EXTRAIT À LIRE:

++++++++++

# optimiser mon mac



## Kellie (2 Octobre 2009)

Je suis nulle en informatique mais je souhaiterai faire evoluer mon mac OS X version 10.3.9 avec processeur 400MHz PowerPC G3 et mémoire 384 Mo SDRAM.
Dans le but d''avoir accès à des logiciels plus récents dont un tableur, un traitement de texte et des lecteurs MP4 et MP3 correct.
Merci pour vos tuyaux


----------



## twinworld (2 Octobre 2009)

et donc ? c'est quoi la question ? vous voulez ajouter de la mémoire (faut voir si c'est possible sur votre modèle, c'est pas sûr du tout) ? vous voulez changer d'OS en passant à Tiger ?


----------



## iBenji (2 Octobre 2009)

Je te suggèrerai de changer de Mac quand même oO
Si les finances ne te le permettent pas il y a plein d'endroit sur le Web où tu peux trouver des Mac d'occasions.


----------



## Flibust007 (2 Octobre 2009)

+1 avec iBenji.
C'est le moment de changer ( à l'occasion des nouveaux modèles annoncés incessamment ).
Mais, pour des Mac d'occasion, l'endroit le plus sûr reste le refurb d'Apple.
Tu as un lien vers ce refurb chaque matin dans l'actualité de ce site.


----------



## ntx (2 Octobre 2009)

Kellie a dit:


> 400MHz PowerPC G3


Je crois que tout est dit : le MP3 ça passe, le MP4 ne passera jamais, c'est beaucoup trop consommateur en CPU. :rateau:


----------



## Kellie (5 Octobre 2009)

je souhaite faire évoluer mon os en tiger. Merci d'avoir répondu.


----------



## -oldmac- (5 Octobre 2009)

++++++++++

DONNÉES EXTRAITES:
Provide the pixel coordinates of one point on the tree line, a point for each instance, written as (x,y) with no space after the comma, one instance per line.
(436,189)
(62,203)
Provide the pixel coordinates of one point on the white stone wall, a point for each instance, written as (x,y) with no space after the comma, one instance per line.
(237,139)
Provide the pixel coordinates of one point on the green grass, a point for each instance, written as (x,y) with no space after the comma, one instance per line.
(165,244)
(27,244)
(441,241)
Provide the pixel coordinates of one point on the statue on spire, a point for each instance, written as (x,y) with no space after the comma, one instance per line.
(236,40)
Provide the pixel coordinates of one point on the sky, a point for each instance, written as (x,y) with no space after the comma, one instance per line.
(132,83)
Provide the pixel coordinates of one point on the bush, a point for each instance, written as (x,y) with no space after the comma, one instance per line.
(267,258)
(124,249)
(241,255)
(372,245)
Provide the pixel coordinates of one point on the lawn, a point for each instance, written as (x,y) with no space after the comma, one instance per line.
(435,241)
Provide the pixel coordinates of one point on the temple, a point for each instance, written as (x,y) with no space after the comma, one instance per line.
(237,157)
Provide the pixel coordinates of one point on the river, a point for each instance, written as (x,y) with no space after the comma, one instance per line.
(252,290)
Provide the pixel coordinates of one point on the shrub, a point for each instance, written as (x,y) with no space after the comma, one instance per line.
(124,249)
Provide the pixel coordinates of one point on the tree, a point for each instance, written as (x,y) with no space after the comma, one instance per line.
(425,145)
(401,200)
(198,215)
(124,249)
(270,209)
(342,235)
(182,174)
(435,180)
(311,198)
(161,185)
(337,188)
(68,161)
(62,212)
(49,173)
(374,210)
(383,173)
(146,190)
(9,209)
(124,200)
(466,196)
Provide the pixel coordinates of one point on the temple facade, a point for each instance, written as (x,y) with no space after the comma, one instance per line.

++++++++++

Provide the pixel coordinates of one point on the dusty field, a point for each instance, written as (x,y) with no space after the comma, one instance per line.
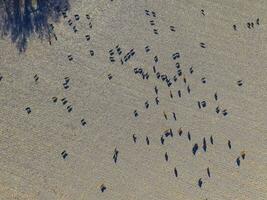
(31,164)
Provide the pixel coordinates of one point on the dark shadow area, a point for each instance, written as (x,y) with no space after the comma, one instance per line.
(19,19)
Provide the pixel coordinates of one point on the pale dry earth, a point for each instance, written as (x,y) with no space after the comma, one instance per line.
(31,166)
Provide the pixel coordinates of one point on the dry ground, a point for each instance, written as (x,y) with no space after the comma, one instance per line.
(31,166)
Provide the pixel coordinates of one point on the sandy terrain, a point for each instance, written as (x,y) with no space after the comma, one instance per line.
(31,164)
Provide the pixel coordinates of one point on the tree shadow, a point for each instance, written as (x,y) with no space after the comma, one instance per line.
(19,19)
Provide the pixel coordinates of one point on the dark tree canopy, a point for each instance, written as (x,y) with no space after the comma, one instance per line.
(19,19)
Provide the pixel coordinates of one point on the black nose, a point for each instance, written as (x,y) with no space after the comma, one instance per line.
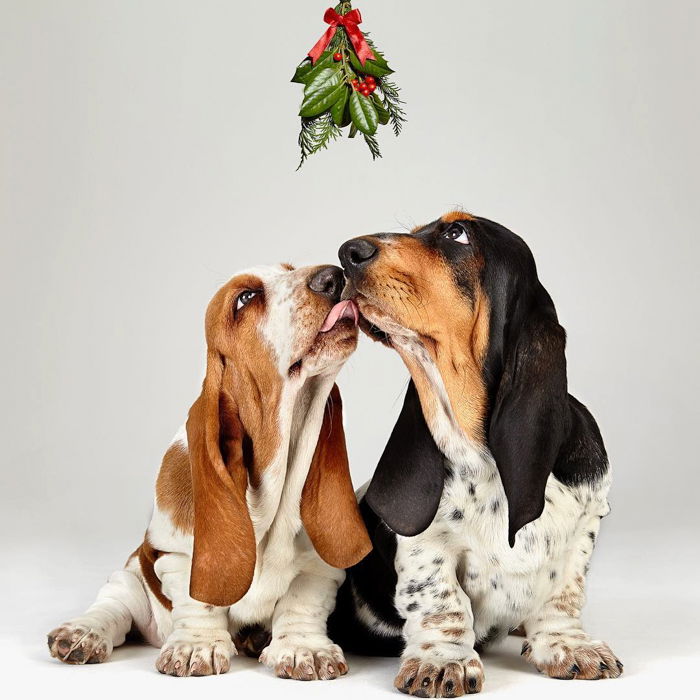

++++++++++

CONSIGNE ÉCRITE A:
Répondez à ces questions sur le fil consacré à l'optimisation du Mac :
(i) Quelle version de Mac OS X est installée sur le Mac de Kellie ?
(ii) D'après Flibust007, quel est l'endroit le plus sûr pour acheter un Mac d'occasion ?
(iii) Selon ntx, quel format ne passera jamais sur ce processeur, et pourquoi ?
CONSIGNE ÉCRITE B: Recopiez fidèlement le passage du fil sur l'optimisation du Mac qui s'ouvre sur les mots « # optimiser mon » et se ferme sur « 384 Mo SDRAM. ».

RÉPONSE A:
(i) La version 10.3.9.
(ii) Le refurb d'Apple.
(iii) Le MP4, car il est beaucoup trop consommateur en CPU.

RÉPONSE B:
# optimiser mon mac



## Kellie (2 Octobre 2009)

Je suis nulle en informatique mais je souhaiterai faire evoluer mon mac OS X version 10.3.9 avec processeur 400MHz PowerPC G3 et mémoire 384 Mo SDRAM.